__WHAT THE TASK REQUIRES__
The answer must be an exact copy of every record.
● ● ●
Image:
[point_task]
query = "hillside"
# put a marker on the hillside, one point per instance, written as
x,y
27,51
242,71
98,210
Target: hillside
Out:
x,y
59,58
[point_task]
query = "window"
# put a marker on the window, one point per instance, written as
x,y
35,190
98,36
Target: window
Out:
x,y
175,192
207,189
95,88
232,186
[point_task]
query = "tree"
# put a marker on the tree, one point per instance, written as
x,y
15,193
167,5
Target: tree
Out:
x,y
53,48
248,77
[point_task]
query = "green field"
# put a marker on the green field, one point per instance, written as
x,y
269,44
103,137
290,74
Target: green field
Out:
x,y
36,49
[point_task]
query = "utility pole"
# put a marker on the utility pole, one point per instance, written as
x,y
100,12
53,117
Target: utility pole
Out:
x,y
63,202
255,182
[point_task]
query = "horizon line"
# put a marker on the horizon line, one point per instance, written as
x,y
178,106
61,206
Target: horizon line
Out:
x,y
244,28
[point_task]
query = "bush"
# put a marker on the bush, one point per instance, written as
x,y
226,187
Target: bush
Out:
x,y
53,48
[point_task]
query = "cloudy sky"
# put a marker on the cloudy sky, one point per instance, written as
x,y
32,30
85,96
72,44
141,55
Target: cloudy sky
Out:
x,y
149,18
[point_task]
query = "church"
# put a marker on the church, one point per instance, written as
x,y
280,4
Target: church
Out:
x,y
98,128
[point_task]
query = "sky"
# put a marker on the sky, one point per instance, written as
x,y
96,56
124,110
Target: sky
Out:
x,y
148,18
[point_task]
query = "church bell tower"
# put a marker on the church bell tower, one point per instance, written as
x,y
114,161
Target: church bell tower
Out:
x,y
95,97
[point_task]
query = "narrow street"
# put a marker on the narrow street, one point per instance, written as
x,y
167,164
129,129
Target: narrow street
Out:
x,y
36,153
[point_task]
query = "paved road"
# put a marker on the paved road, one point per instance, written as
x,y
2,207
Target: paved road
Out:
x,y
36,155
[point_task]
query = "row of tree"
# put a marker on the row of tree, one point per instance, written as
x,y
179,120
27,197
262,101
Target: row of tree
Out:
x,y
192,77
● ● ●
__EXERCISE ANSWER__
Image:
[point_task]
query = "hillside"
# put a marker on the hillside, one point per instance, written as
x,y
27,51
242,71
98,210
Target: hillside
Out:
x,y
59,58
[point_task]
query = "window"
# put a marker on the window, one point per instance, written as
x,y
35,190
98,36
Target: window
Out:
x,y
175,192
207,189
95,88
232,186
[point_task]
query = "tree"
# put a marker on the tree, one point per instance, written as
x,y
15,193
167,5
Target: tree
Out:
x,y
53,48
248,77
[point_task]
query = "green field"
# put a marker on the green field, one point per instance, written as
x,y
269,44
103,137
290,74
Target: green field
Out:
x,y
36,49
[point_task]
query = "utility pole"
# put a marker on the utility pole, one point per instance, written as
x,y
100,12
53,117
Target: utility pole
Out:
x,y
63,202
255,182
[point_task]
query = "horizon line"
# put a marker on the horizon line, one point per instance, written as
x,y
178,106
61,206
Target: horizon line
Out:
x,y
244,28
[point_task]
query = "bush"
# put a marker on the bush, one point per instance, written as
x,y
226,187
Target: bush
Out:
x,y
53,48
[point_task]
query = "cloudy sky"
# put a marker on the cloudy sky, one point per instance, written as
x,y
32,30
85,96
72,44
141,55
Target: cloudy sky
Out:
x,y
149,18
[point_task]
query = "church"
# put a marker on the church, one point per instance, written as
x,y
280,4
Target: church
Out:
x,y
98,128
[point_task]
query = "sky"
# put a marker on the sky, one point per instance, written as
x,y
96,56
124,110
Target: sky
Out:
x,y
148,18
[point_task]
query = "church bell tower"
# put a marker on the church bell tower, one point per instance, written as
x,y
114,161
Target: church bell tower
Out:
x,y
95,97
[point_task]
query = "narrow street"
# put a marker on the narrow street, one point per instance, written as
x,y
167,164
129,129
Target: narrow street
Out:
x,y
36,153
[point_task]
query = "paved road"
# put a marker on the paved road, one point per instance, written as
x,y
2,207
Target: paved road
Out:
x,y
36,155
[point_task]
query = "row of tree"
# put a marker on the row of tree, one point per instance, written as
x,y
179,120
27,197
262,101
Target: row of tree
Out:
x,y
192,77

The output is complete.